One of the great things about going to a Latin-American restaurant in the dead of a winter is that it's like a mini-cruise to the Caribbean: heat in the food, warmth in the service, tropical flowers and birds in the decor. This certainly proved true at the Guatemalan café El Chapincito when we stopped in last week for a meal that put an out-of-season spring in our step and a lift in our spirits.

A modest spot on West Broadway, El Chapincito is dominated by a folk-art mural on one of the avocado-colored walls. It's a rural scene, with a dirt path between two fences, a mountain in the distance, and the lush green of the countryside stretching to it. On either side of the mural's painted frame, the artist has given us two giant quetzals, the colorful parrot-like birds that have become so precious to the people of Guatemala, or Chapin, as they call themselves.

The menu is covered with images of this bird, as well as other Guatemalan scenes. We actually started at the back of this four-page booklet, where the juices, shakes, and hot drinks are listed, because we knew from past experience that we'd find unusual flavors and excellent accompaniments to our food. The juices are often made with concentrated syrups, and although two of our favorites were listed -- the almondy rice drink orchata, and the deep plummy tamarindo -- Bill decided to try the maroñon ($1.50), made from ground cashews and tasting a bit like pineapple.

STATED TASK 1:
According to the restaurant review, what is the maroñon made from?

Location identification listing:
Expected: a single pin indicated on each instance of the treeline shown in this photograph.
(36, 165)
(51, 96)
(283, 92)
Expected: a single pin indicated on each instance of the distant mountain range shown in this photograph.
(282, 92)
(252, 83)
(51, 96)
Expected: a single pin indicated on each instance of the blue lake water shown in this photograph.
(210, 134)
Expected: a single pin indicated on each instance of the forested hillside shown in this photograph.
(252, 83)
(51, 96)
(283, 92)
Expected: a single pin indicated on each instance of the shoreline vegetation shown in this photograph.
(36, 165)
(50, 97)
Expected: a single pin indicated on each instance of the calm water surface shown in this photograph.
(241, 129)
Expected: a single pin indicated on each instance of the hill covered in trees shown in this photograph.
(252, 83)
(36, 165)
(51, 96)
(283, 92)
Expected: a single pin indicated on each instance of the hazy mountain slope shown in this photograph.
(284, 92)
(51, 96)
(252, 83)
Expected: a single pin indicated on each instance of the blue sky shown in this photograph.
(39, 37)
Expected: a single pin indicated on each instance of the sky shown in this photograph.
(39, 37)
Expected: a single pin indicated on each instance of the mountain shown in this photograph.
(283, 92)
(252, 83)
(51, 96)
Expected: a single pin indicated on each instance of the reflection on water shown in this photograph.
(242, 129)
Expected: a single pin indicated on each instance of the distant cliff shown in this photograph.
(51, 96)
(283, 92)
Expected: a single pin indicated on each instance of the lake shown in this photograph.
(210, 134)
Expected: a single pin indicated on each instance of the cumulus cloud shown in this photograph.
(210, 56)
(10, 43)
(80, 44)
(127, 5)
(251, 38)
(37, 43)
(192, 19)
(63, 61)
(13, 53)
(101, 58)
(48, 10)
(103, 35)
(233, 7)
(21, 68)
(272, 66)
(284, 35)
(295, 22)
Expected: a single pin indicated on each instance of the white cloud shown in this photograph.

...

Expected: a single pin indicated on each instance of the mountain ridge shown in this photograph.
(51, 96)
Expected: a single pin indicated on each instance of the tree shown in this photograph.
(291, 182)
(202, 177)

STATED TASK 2:
Pick out every line in the listing that contains the string "distant". Case counts.

CORRECT RESULT 1:
Ground cashews.

CORRECT RESULT 2:
Expected: a single pin indicated on each instance of the distant mountain range shown in this photograph.
Expected: a single pin indicated on each instance of the distant cliff shown in this photograph.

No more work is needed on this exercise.